··· Input records
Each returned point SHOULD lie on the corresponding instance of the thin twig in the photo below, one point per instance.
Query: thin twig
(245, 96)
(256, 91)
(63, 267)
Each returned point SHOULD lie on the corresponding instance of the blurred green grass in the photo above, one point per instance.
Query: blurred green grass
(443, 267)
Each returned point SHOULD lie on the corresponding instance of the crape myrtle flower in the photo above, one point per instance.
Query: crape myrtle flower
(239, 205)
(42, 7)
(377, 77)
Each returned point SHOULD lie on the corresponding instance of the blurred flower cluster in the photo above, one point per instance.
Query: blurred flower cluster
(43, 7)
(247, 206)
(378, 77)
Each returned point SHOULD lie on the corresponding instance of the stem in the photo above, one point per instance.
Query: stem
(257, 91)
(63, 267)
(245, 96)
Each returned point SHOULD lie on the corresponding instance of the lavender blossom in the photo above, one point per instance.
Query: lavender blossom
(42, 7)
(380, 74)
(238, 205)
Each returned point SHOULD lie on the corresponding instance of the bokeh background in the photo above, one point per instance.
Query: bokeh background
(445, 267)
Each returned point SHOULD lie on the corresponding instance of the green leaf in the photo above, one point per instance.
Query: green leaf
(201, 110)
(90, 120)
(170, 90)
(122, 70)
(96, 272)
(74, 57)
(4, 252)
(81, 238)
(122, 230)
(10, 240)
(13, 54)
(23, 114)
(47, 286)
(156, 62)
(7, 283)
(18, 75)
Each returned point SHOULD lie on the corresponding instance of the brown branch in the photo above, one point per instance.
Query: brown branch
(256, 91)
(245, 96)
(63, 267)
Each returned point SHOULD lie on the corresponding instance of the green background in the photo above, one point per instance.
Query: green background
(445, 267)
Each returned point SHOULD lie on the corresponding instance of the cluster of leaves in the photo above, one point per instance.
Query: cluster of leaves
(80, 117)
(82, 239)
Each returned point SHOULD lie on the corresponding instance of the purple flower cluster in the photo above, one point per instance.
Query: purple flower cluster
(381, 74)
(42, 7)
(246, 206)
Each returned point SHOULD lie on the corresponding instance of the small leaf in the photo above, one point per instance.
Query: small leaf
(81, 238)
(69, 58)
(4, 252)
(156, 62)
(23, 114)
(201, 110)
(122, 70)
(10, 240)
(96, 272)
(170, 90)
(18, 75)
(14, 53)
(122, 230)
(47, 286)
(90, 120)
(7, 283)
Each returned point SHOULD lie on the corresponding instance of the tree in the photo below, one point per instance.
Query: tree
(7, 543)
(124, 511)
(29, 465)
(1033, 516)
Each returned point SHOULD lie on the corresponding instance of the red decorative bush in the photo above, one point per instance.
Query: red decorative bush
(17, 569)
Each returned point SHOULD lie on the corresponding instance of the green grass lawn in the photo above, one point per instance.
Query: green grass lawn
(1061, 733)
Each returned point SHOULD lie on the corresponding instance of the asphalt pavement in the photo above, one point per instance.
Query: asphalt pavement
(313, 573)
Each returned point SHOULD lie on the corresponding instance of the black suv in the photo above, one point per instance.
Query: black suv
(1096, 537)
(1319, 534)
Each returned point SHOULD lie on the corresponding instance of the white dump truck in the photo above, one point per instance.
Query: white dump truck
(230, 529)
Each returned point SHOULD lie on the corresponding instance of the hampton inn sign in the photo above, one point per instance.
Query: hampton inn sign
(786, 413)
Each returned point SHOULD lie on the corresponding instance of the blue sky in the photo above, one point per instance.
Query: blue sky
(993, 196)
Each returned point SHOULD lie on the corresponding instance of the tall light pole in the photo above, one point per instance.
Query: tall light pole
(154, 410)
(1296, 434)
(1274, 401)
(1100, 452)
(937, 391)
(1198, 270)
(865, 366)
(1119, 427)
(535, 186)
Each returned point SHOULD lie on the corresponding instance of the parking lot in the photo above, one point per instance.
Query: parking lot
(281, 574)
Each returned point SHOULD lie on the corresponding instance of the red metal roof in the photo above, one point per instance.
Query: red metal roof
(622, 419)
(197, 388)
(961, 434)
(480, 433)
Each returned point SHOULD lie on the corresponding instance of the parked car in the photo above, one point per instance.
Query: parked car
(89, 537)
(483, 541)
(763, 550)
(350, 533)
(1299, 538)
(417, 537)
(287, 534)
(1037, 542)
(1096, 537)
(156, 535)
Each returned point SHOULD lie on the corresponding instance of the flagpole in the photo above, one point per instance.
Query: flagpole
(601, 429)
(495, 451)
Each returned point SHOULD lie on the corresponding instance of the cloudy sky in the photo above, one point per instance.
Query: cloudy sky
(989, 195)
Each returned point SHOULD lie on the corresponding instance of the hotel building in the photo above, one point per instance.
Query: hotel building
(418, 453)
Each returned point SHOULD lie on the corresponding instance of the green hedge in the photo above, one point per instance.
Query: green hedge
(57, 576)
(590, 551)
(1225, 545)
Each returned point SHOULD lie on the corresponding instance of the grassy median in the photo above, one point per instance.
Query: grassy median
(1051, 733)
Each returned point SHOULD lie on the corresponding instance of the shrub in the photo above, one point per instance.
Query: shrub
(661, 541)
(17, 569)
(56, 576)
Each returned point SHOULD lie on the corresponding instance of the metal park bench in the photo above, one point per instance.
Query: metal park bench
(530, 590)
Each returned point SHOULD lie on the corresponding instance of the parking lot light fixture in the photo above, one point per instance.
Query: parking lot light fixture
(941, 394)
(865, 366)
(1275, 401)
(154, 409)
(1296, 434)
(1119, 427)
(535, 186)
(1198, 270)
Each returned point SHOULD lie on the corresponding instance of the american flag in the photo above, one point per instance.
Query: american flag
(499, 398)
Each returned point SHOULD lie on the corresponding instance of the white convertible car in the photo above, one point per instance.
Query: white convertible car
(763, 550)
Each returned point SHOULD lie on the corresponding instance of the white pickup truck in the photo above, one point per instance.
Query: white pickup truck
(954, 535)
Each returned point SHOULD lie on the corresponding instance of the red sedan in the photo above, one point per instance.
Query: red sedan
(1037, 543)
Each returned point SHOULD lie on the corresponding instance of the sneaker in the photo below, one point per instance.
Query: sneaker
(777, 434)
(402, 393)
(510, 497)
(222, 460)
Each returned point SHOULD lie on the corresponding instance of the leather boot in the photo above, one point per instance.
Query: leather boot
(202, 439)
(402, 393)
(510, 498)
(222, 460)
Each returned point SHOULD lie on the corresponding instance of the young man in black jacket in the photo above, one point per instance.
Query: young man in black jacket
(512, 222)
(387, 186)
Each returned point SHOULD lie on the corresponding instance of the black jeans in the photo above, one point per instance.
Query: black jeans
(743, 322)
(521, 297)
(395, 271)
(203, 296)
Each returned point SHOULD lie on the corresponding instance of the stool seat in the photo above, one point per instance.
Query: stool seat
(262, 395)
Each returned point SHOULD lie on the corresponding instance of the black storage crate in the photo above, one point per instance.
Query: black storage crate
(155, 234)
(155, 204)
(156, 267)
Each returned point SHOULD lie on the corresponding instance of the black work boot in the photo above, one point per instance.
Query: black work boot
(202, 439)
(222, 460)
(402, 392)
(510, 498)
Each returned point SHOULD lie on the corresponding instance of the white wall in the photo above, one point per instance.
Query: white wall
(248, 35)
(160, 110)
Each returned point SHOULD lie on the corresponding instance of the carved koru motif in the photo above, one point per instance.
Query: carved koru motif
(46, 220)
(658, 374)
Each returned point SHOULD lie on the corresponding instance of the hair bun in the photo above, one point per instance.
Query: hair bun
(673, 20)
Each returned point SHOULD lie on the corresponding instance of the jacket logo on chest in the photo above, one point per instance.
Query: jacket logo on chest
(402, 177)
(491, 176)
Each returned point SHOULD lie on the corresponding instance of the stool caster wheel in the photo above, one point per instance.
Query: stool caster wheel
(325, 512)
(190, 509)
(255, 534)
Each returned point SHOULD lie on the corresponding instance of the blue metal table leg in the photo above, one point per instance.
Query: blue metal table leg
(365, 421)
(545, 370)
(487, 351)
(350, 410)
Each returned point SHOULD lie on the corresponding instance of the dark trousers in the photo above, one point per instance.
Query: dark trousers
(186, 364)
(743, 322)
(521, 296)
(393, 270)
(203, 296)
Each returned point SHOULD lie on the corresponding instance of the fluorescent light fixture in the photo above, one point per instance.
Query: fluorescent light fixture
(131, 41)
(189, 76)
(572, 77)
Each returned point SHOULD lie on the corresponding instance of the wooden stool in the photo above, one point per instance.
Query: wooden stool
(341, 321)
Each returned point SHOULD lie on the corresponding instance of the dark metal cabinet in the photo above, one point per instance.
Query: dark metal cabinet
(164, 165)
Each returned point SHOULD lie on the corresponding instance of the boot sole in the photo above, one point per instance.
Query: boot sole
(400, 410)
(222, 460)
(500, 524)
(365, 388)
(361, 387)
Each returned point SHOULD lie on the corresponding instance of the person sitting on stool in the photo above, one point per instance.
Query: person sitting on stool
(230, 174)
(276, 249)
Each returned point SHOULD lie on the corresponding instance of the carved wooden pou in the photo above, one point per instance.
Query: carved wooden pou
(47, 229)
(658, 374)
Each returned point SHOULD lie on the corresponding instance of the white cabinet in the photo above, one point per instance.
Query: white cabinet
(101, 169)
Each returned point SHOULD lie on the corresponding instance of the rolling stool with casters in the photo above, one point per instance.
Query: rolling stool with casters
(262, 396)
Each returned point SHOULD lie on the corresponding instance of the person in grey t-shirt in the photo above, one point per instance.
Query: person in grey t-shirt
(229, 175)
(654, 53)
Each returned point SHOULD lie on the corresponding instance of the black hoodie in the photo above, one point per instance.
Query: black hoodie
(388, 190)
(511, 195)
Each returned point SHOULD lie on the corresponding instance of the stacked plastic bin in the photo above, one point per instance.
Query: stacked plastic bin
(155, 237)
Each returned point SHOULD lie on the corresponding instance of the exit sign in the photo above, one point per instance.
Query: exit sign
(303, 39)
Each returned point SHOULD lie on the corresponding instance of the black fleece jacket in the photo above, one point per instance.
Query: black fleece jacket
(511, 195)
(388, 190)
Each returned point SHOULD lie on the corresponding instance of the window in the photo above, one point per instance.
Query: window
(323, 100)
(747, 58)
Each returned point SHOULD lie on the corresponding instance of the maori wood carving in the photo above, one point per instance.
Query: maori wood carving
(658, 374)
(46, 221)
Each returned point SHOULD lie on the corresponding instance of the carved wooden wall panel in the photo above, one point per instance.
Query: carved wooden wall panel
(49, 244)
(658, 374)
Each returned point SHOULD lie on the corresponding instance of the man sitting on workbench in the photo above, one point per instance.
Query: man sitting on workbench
······
### Exercise
Retype the lines of the records verbatim, beginning with the line that contains "the red sedan" and ending with the line that contains "(1037, 543)", both included.

### Expected output
Each returned point SHOULD lie on the corresponding instance of the red sedan in the photo above, one point per instance.
Query: red sedan
(1037, 543)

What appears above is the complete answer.